● **INSTRUCTIONS FOR THE TASK**:
Copy the entire listing below line for line, keeping every character unchanged.

● **RECORDS TO PROCESS**:
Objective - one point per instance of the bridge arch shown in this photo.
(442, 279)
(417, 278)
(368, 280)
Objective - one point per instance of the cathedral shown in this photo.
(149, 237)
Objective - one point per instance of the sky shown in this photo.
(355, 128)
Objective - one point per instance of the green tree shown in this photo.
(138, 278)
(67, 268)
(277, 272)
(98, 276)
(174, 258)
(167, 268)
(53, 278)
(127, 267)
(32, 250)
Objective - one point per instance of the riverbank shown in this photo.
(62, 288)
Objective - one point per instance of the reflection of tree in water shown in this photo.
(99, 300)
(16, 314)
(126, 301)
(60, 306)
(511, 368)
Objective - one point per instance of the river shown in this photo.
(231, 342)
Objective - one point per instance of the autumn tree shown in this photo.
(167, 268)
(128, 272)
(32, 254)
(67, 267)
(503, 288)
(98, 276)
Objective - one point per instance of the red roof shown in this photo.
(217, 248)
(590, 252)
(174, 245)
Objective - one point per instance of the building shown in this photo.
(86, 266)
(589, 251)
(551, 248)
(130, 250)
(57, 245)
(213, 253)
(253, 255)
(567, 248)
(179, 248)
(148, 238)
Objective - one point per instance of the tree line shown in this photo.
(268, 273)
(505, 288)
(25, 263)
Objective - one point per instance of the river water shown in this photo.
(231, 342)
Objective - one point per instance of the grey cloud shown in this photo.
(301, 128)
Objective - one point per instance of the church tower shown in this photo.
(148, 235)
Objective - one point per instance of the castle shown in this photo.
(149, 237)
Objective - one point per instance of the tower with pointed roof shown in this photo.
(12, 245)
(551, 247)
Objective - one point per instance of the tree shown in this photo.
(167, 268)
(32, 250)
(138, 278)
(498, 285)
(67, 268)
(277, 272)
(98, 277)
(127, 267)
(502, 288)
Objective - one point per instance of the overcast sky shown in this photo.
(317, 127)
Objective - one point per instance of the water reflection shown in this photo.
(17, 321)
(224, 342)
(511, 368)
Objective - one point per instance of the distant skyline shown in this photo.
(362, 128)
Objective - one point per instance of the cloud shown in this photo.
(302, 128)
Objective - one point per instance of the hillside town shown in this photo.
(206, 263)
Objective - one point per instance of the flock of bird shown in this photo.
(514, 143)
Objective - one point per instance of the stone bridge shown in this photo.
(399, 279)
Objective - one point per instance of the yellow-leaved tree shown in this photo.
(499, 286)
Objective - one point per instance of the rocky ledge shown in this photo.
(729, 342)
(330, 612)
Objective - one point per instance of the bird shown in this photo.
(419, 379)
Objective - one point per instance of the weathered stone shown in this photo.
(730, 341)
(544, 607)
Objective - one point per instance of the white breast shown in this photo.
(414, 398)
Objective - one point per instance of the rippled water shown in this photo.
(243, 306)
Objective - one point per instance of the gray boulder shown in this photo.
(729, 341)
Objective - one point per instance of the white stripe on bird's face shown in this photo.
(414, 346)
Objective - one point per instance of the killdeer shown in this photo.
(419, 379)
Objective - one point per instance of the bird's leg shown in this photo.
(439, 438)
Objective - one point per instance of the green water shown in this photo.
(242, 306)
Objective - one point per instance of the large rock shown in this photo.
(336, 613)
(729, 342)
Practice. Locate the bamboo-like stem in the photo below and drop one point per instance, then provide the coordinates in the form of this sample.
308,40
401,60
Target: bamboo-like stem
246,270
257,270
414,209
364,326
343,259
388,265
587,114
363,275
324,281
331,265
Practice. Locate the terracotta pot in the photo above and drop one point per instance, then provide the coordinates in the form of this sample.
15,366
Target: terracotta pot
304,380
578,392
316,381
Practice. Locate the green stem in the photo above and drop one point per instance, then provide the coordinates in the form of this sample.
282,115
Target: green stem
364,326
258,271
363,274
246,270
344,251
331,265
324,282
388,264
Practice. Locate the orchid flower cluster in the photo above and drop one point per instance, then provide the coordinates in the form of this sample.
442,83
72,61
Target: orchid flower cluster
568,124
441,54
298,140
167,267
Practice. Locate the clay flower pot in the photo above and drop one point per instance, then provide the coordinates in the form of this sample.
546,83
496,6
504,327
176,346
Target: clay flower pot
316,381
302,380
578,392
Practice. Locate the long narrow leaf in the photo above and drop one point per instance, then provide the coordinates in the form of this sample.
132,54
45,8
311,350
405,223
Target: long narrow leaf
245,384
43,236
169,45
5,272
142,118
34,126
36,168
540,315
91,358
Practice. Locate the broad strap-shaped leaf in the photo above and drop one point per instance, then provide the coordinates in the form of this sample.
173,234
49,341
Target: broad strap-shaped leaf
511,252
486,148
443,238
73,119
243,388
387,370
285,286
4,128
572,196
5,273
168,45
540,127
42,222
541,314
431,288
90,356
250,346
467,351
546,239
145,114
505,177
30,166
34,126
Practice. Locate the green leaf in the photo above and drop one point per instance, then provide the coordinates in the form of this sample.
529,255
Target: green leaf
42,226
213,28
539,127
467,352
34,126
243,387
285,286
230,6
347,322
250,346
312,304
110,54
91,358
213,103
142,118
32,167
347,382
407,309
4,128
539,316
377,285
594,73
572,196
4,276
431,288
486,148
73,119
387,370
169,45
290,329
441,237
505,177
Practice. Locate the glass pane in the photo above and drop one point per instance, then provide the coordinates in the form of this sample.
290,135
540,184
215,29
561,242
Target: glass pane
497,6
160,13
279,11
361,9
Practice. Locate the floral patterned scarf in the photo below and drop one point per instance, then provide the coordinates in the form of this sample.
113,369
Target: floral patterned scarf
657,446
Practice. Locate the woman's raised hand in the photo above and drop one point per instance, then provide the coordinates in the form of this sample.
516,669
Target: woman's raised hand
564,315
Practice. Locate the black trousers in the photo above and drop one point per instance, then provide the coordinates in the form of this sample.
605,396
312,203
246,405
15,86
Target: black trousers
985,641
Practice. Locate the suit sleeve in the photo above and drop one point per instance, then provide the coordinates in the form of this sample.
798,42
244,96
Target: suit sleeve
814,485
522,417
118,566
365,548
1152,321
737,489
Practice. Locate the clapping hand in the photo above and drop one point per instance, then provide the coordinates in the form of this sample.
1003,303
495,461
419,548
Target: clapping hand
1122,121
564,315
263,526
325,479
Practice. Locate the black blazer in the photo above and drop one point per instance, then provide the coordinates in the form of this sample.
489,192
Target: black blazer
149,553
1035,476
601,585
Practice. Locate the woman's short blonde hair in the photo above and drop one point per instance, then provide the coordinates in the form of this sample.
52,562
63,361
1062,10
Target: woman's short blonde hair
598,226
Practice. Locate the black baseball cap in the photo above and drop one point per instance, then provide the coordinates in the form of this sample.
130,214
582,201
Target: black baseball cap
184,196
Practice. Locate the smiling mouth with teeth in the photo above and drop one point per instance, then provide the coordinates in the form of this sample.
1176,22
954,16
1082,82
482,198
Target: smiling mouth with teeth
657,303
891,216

● **REPLY**:
Objective - one point per instance of the bridge arch shown in this photo.
(442, 279)
(417, 278)
(368, 280)
Objective - one point per instance of the cathedral shown in this photo.
(149, 237)
Objective - one point per instance of the sky shown in this photo.
(355, 128)
Objective - one point per instance of the green tree shown in this photo.
(138, 278)
(67, 268)
(277, 272)
(98, 276)
(174, 258)
(167, 268)
(53, 278)
(127, 267)
(32, 250)
Objective - one point per instance of the riverbank shown in this photo.
(62, 288)
Objective - one point per instance of the reflection of tree in water shown in this photo.
(99, 300)
(16, 314)
(126, 301)
(60, 306)
(511, 368)
Objective - one point per instance of the river shown in this photo.
(231, 342)
Objective - one point per instance of the autumn tree shown in this photo.
(167, 268)
(128, 272)
(32, 254)
(67, 267)
(503, 288)
(98, 276)
Objective - one point per instance of the red roof shown in this photo.
(217, 248)
(590, 252)
(174, 245)
Objective - one point per instance of the building shown in this photo.
(86, 266)
(589, 251)
(551, 248)
(130, 250)
(57, 245)
(213, 253)
(253, 255)
(567, 248)
(179, 248)
(148, 238)
Objective - one point per instance of the tree line shown in this photo.
(268, 273)
(505, 288)
(25, 263)
Objective - one point per instance of the river water shown in this photo.
(231, 342)
Objective - one point per instance of the grey cloud shown in this photo.
(301, 128)
Objective - one point per instance of the church tower shown in this photo.
(148, 235)
Objective - one point per instance of the castle shown in this photo.
(149, 237)
Objective - one point per instance of the tower with pointed roof shown in this photo.
(12, 245)
(551, 247)
Objective - one point per instance of the tree shown in this photo.
(167, 268)
(32, 250)
(138, 278)
(498, 285)
(67, 268)
(277, 272)
(98, 277)
(127, 267)
(502, 288)
Objective - one point per instance of the overcast sky shown in this photo.
(317, 127)
Objective - one point per instance of the water reflection shown in this photo.
(17, 321)
(224, 342)
(511, 368)
Objective - one point per instance of the distant skyline shown in this photo.
(362, 128)
Objective - one point per instance of the cloud shown in this photo.
(302, 128)
Objective - one point per instance of the hillside town shown in this photo.
(206, 263)
Objective - one point per instance of the flock of bird shown in this photo.
(514, 143)
Objective - one point per instance of the stone bridge shown in this photo.
(399, 279)
Objective - one point per instance of the yellow-leaved tree shown in this photo.
(499, 286)
Objective - one point per instance of the rocky ledge shown in this photo.
(729, 342)
(330, 612)
Objective - one point per instance of the bird shown in this photo.
(419, 379)
Objective - one point per instance of the weathered stone shown in this photo.
(730, 341)
(544, 607)
Objective - one point per instance of the white breast shown in this photo.
(414, 398)
Objective - one point per instance of the rippled water shown in this photo.
(243, 306)
Objective - one point per instance of the gray boulder shown in this photo.
(729, 341)
Objective - one point per instance of the white stripe on bird's face shown in this photo.
(414, 346)
Objective - one point per instance of the killdeer shown in this photo.
(419, 379)
Objective - one point per instance of the bird's leg shown in this photo.
(439, 438)
Objective - one point per instance of the green water shown in this photo.
(242, 306)
Objective - one point per instance of the large rock shown in this photo.
(336, 613)
(729, 342)
Practice. Locate the bamboo-like stem in the photo below and drop one point per instance, then provide the coordinates in the form of this sample.
308,40
401,60
Target: bamboo-like stem
246,270
257,270
414,209
364,326
343,259
388,265
587,114
363,275
324,281
331,265
Practice. Locate the terracotta pot in the photo above and drop one point per instance, then provide the coordinates in the form of this sample.
15,366
Target: terracotta pot
304,380
578,392
316,381
Practice. Locate the green stem in the photo above and drop one point per instance, then provide the coordinates in the form of this sample.
282,115
Target: green stem
364,326
258,271
363,274
246,270
344,251
331,265
324,282
388,264
Practice. Locate the orchid flower cluster in the photo above and drop one point per instance, then provide the coordinates in the form of this sample.
442,83
72,61
Target: orchid flower cluster
568,124
441,54
298,140
167,267
Practice. Locate the clay flower pot in the photo above and drop one point per instance, then provide the coordinates in the form of this sample.
546,83
496,6
504,327
176,346
Target: clay flower pot
316,381
302,380
578,392
Practice. Locate the long narrow leaf in the photo above and drop one point per instance, then provide the coordinates in the form of this sample.
132,54
45,8
311,350
405,223
Target: long narrow leaf
245,384
43,236
169,45
5,272
142,118
34,126
36,168
540,315
91,358
Practice. Locate the broad strap-shaped leaf in the photo above and drop one point per instance, then provide the coordinates in the form of this sample.
173,234
49,341
Target: broad strap-shaped leaf
511,252
486,148
443,238
73,119
243,388
387,370
285,286
4,128
572,196
5,273
168,45
540,127
42,222
541,314
431,288
90,356
250,346
467,351
546,239
145,114
505,177
30,166
34,126
Practice. Locate the green leaf in the photo above and drop one point per instance, then provide the coordinates in the form of this sample.
529,255
Target: green leaf
42,226
213,28
539,127
467,352
34,126
243,387
285,286
230,6
347,322
250,346
312,304
110,54
91,358
213,103
142,118
32,167
347,382
407,309
4,128
539,316
377,285
594,73
572,196
4,276
431,288
486,148
73,119
387,370
169,45
290,329
441,237
505,177
Practice. Locate the glass pane in the photo above and drop one point per instance, then provide the coordinates in the form of this sample.
290,135
540,184
215,29
561,242
Target: glass pane
497,6
160,13
279,11
361,9
Practice. Locate the floral patterned scarf in the photo below and drop one point per instance, then provide the coordinates in the form of this sample.
113,369
Target: floral patterned scarf
657,446
Practice. Locate the woman's raised hand in the photo above and drop one point per instance, then provide the coordinates in the form of this sample.
516,669
Target: woman's raised hand
564,315
Practice. Locate the black trousers in the photo above and drop one point per instance, then provide the coordinates in the form of this sample.
605,396
312,203
246,405
15,86
Target: black trousers
985,641
Practice. Locate the suit sleeve in the photo above and drop one point per instance, then provide the coordinates in the form of this sample.
798,42
244,96
Target: suit sleeve
814,485
522,417
118,566
365,548
1152,321
737,489
Practice. Locate the clapping hand in the photo above and drop one point per instance, then provide the coordinates in the form of this sample.
1003,303
495,461
419,548
Target: clapping hand
1122,121
564,315
263,526
325,479
Practice. Locate the black blazer in the photo above and drop one point per instance, then provide the coordinates in the form of this sample.
489,192
Target: black blazer
149,553
1035,476
601,585
Practice. Locate the woman's short blonde hair in the photo above and drop one point per instance, then provide the coordinates in the form of this sample.
52,562
63,361
1062,10
Target: woman's short blonde hair
598,226
Practice. Locate the black baseball cap in the photo above and drop one point per instance, then provide the coordinates in the form of this sample.
130,214
582,201
Target: black baseball cap
184,196
Practice. Locate the smiling mouth with teeth in the photo above and drop one point per instance, then provide the coordinates in the form of this sample.
1176,22
954,16
1082,82
482,198
Target: smiling mouth with teeth
657,303
891,216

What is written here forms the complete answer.